ARTICLE –

****

You subscribe to a service that takes the 9-digit zipcode and the Dept of Commerce product classification and returns the appropriate tax amount. Such services are available as single-transaction web pages up to 1,000,000 transaction/hour back end services. At the end of the quarter the service provides you with a list of what counties and how much tax to remit (sales taxes, including state sales tax where applicable, are typically collected at the county level and redistributed). It is part of doing business if you are selling stuff.
I see no reason why an online "entrepreneur" should not have to pay sales tax the same as a gal who sets up a food truck that drives around a county selling hotdogs.
Seriously, the only way to do this is to have a single easy rate, such as 10%, applied to any retail that moves over a border , and have the shipping company collect it. Then 9% ( or 9.5 ) is turned over to the feds who then gives 8-9.5% to the end state. At that point, the end state has to decide how to split it out. This is a simple approach that is manageable by retailers and shipping companies.
I prefer the "u" in honour as it seems to be missing these days.
Simple software already exists for computing sales tax due in each zipcode. What everyone is afraid of is not collecting the tax, but the complexity of submitting the renevue to each state. States will be forced to come up with a simplified signup scheme, now that all these fistfuls of money are about to be thrust upon them. Because it means getting proffered money faster, simple signup will be magically accomplished in a twinkling.

****

Point labels for objects
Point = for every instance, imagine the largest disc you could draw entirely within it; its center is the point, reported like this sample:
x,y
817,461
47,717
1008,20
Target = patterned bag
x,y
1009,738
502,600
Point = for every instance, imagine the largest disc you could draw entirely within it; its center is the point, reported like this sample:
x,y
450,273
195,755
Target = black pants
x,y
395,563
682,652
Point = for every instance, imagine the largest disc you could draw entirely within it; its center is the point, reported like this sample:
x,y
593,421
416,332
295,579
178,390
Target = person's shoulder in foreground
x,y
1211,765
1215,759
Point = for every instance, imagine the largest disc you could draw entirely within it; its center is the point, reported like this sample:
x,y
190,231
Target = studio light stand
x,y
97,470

****

WRITTEN TASKS –
A. In the comments on online sales tax, list every rate figure given in the proposal for a single flat rate on cross-border retail.
B. According to the comments on online sales tax, what does the subscription service provide at the end of the quarter?

TASK-BY-TASK RESULTS –
A. 10%, 9%, 9.5, 8-9.5%

B. A list of what counties and how much tax to remit.